Point-per-instance localization data:
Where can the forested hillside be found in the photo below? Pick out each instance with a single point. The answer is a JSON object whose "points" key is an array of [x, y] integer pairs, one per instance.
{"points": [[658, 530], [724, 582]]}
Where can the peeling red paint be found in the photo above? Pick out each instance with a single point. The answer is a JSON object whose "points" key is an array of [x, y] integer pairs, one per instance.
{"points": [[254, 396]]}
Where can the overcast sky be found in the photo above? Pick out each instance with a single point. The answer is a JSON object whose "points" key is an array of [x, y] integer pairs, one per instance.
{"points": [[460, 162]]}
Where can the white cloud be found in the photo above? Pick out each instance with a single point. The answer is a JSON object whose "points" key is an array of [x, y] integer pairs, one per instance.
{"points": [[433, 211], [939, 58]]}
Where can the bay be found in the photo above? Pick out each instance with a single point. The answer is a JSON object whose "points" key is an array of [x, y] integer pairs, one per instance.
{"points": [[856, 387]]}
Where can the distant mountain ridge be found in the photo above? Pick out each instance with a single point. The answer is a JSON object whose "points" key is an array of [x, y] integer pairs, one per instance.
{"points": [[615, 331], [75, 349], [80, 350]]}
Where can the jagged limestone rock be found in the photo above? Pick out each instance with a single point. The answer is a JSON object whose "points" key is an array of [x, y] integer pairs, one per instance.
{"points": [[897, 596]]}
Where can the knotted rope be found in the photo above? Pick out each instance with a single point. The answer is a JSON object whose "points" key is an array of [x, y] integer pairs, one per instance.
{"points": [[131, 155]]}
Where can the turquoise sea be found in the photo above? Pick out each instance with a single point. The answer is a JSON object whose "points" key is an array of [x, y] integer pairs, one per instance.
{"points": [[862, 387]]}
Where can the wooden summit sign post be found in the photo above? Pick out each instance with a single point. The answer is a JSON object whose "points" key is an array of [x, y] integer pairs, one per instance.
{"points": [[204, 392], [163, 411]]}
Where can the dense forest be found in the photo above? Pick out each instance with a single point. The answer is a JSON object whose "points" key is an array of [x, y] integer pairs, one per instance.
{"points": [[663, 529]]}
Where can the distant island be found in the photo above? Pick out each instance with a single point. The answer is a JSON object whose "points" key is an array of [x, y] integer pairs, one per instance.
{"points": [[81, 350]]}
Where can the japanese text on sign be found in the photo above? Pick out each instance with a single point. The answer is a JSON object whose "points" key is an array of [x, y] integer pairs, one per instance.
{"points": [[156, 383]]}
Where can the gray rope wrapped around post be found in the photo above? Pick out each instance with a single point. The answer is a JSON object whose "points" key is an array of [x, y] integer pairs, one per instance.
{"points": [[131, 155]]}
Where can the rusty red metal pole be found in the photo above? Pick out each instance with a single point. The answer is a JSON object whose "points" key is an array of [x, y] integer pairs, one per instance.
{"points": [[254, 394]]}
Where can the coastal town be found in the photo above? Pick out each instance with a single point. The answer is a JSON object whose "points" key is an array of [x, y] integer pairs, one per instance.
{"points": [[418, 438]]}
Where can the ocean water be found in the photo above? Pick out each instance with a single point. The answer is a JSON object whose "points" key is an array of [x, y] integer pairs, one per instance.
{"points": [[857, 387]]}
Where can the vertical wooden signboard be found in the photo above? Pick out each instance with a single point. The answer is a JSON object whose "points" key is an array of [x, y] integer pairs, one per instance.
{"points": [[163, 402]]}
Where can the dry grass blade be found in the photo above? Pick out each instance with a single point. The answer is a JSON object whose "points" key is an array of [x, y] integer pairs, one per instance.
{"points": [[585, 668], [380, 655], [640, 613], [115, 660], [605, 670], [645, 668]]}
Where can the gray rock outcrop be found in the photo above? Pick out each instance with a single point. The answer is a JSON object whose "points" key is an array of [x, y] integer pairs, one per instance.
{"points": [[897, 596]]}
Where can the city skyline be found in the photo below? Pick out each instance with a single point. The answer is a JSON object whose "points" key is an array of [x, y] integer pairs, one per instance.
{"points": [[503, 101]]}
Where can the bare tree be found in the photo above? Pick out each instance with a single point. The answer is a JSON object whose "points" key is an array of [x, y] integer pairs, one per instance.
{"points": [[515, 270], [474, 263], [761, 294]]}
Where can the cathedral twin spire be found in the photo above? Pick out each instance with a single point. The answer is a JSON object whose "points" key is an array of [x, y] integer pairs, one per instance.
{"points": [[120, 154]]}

ABOUT THIS TASK ▸ From the first line to the last, retype the data exactly.

REPLY TO THE EXERCISE ▸
Where can the forested hillside be found in the photo below? Pick out each instance with a single point. The answer is a JSON object whose "points" key is an array of [x, y] integer pairs, one per instance.
{"points": [[658, 530], [724, 582]]}
Where can the peeling red paint be found in the photo above? Pick out each instance with a single point. The answer is a JSON object whose "points" key is an array of [x, y] integer pairs, one per instance.
{"points": [[254, 396]]}
Where can the overcast sky be found in the photo above? Pick out each instance with a single point. The answer is a JSON object whose "points" key is an array of [x, y] integer pairs, one per instance.
{"points": [[460, 162]]}
Where can the white cloud be found in the photo above? Pick out each instance with a single point. The answer is a JSON object whose "points" key is an array of [x, y] integer pairs, one per instance.
{"points": [[433, 211], [939, 58]]}
Where can the bay be found in the photo above? Pick out each instance with a single point. The answer is a JSON object whose "points" key is an array of [x, y] integer pairs, one per instance.
{"points": [[856, 387]]}
Where can the distant mountain ridge be found in the photo above? Pick out each instance with a single point. The answer is a JSON object whose "points" key is an array of [x, y] integer pairs, one per instance.
{"points": [[615, 331], [75, 349], [80, 350]]}
Where can the jagged limestone rock be found in the photo above? Pick out each instance with a single point. The answer is a JSON object whose "points" key is an array of [x, y] integer pairs, one per instance.
{"points": [[897, 596]]}
Where can the knotted rope be found in the photo above? Pick out each instance with a single point. The answer is a JSON object whose "points" key is an array of [x, y] integer pairs, one per instance.
{"points": [[131, 155]]}
Where can the turquoise sea be found in the photo above? Pick out each instance with a single point. The answer is a JSON object whose "points" key is an array of [x, y] integer pairs, one per instance.
{"points": [[862, 387]]}
Where can the wooden summit sign post be found in the photo above? Pick out each instance with a single point. The answer is a JSON object whose "points" key is an array of [x, y] integer pairs, one per instance.
{"points": [[204, 392], [163, 411]]}
Where can the dense forest be found in the photo above? Pick out each instance with a single point. The answer is a JSON object whose "points" key is an array of [x, y] integer pairs, one per instance.
{"points": [[663, 529]]}
Where can the distant island be found in the photo above? Pick out each instance with a single point. The answer is a JSON object whose "points" key is an array of [x, y] integer pairs, one per instance.
{"points": [[81, 350]]}
Where can the japanese text on sign be found in the photo above? Pick out each instance with a single point. The answer is a JSON object whose "points" key is an array of [x, y] integer pairs, one per instance.
{"points": [[156, 383]]}
Where can the gray rope wrapped around post be found in the photo above? Pick out each instance with a single point. The answer is a JSON object whose "points" key is an array of [x, y] integer pairs, one per instance.
{"points": [[131, 155]]}
Where can the rusty red metal pole be found in the photo above? Pick out each instance with a single point. The answer is a JSON object whose "points" key is an array of [x, y] integer pairs, one per instance.
{"points": [[254, 394]]}
Where can the coastal town be found in the photo above? Pick out each instance with a single point. The answer is a JSON object whose "points" key is an array of [x, y] integer pairs, one per instance.
{"points": [[418, 438]]}
Where can the ocean water be found in the photo above? Pick out each instance with a single point. The answer is a JSON object whose "points" key is an array of [x, y] integer pairs, one per instance.
{"points": [[857, 387]]}
Where can the vertical wooden signboard be found in the photo above? Pick out each instance with a single point. The answer is a JSON object whose "points" key is an array of [x, y] integer pairs, one per instance.
{"points": [[163, 402]]}
Where can the dry grass blade be found in the photo above? Pick out each instance with a single point. The answer is a JSON object whose "points" key is an array of [x, y] integer pairs, one per instance.
{"points": [[585, 668], [380, 655], [640, 613], [115, 660], [605, 670], [645, 668]]}
Where can the gray rock outcrop be found in the photo above? Pick out each instance with a single point. The answer is a JSON object whose "points" key is an array of [x, y] integer pairs, one per instance.
{"points": [[897, 596]]}
Where can the city skyline be found in the photo below? Pick out each instance with a single point. The answer is a JSON object whose "points" key is an array of [x, y] integer pairs, one per instance.
{"points": [[503, 101]]}
Where can the bare tree be found in the photo above? Pick out each instance with a single point. The answer is a JSON object whose "points" key is an array of [x, y] integer pairs, one per instance.
{"points": [[515, 270], [474, 263], [761, 294]]}
Where can the cathedral twin spire be found in the photo above? Pick out each instance with a single point. The answer is a JSON object whose "points" key is an array of [x, y] integer pairs, one per instance.
{"points": [[120, 154]]}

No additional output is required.